## What is expected
Rewrite the lines of the material, requests included, starting at its first line and ending at the line that contains "316], [163, 327]]]". Multiply every x and y coordinate in the answers by 1.3 and round each result to a whole number, rounding halves up, but leave the numbers in the requests and their format samples unchanged.

[Dataset records]
+++++
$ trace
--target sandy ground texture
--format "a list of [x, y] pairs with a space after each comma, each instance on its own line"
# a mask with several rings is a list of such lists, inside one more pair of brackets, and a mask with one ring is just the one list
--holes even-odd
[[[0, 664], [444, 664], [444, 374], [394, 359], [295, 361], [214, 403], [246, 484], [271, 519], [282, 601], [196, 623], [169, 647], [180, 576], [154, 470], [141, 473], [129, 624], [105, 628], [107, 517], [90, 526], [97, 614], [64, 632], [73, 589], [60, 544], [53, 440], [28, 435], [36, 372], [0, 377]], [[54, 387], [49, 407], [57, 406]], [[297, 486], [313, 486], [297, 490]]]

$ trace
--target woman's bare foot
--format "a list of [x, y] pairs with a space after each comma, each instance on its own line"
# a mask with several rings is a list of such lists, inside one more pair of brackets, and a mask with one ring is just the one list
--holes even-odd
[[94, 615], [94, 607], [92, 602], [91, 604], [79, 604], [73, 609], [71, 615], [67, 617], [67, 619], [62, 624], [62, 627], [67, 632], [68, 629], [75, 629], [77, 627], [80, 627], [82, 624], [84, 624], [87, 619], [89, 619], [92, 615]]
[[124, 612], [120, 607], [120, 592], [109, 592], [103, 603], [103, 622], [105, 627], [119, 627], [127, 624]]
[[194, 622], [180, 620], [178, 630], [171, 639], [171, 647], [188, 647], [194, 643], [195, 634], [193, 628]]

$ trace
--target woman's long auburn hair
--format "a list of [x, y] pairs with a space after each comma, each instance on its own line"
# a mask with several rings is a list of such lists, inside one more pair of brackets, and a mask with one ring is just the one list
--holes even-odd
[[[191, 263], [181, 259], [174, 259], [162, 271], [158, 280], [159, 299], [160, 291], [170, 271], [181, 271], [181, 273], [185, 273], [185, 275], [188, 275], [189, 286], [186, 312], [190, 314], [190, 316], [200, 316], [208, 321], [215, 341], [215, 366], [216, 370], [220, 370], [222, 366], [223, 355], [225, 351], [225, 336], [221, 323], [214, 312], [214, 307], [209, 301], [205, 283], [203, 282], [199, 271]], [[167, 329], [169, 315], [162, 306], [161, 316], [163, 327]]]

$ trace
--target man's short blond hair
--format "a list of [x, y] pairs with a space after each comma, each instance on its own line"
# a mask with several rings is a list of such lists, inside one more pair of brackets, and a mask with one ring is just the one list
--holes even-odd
+++++
## Completed exercise
$ trace
--target sandy ground texture
--format "a list of [x, y] pairs with a space after each comma, each instance on its own line"
# a mask with several rings is a list of such lists, inside one more pair of brackets, and a mask with one ring is just the one list
--holes even-odd
[[[0, 863], [577, 863], [577, 486], [512, 467], [384, 469], [278, 524], [320, 629], [352, 675], [367, 781], [255, 810], [220, 841], [234, 749], [200, 611], [183, 615], [168, 811], [137, 816], [139, 672], [117, 684], [126, 798], [83, 822], [95, 766], [78, 707], [69, 572], [36, 566], [47, 484], [0, 490]], [[70, 503], [64, 529], [74, 528]], [[386, 632], [407, 632], [386, 637]]]

$ trace
--target woman's bare foot
--format "a list of [x, y] pairs with a space after each comma, each instance on its own line"
# a mask with several rings is a list of such lists, inside one more pair of brackets, and a mask with one ring is just the one list
--holes even-odd
[[122, 800], [122, 789], [120, 783], [118, 785], [103, 785], [95, 792], [92, 800], [87, 802], [87, 805], [81, 811], [81, 815], [87, 822], [88, 818], [98, 818], [100, 815], [104, 815], [107, 811], [109, 811], [113, 805], [116, 805], [120, 800]]
[[161, 796], [156, 789], [156, 770], [142, 770], [134, 784], [134, 809], [137, 815], [155, 815], [165, 811]]
[[252, 809], [234, 806], [231, 819], [222, 831], [222, 841], [244, 841], [252, 836], [254, 824], [251, 816]]

$ trace
--target woman's long auburn hair
--format "a list of [x, y] pairs with a space after each comma, each instance on its own line"
# a mask with several rings is a list of such lists, inside one more pair of brackets, and a mask with one ring is just the one list
--holes even-odd
[[[248, 342], [235, 337], [226, 337], [211, 352], [205, 364], [207, 389], [208, 378], [221, 352], [235, 352], [235, 355], [241, 355], [241, 358], [244, 358], [246, 372], [242, 406], [247, 408], [247, 411], [260, 411], [270, 417], [280, 443], [280, 476], [281, 481], [286, 481], [289, 476], [290, 462], [293, 456], [293, 437], [287, 420], [278, 406], [278, 399], [272, 391], [267, 368], [264, 367], [259, 352]], [[217, 428], [220, 410], [211, 398], [209, 411], [212, 425]]]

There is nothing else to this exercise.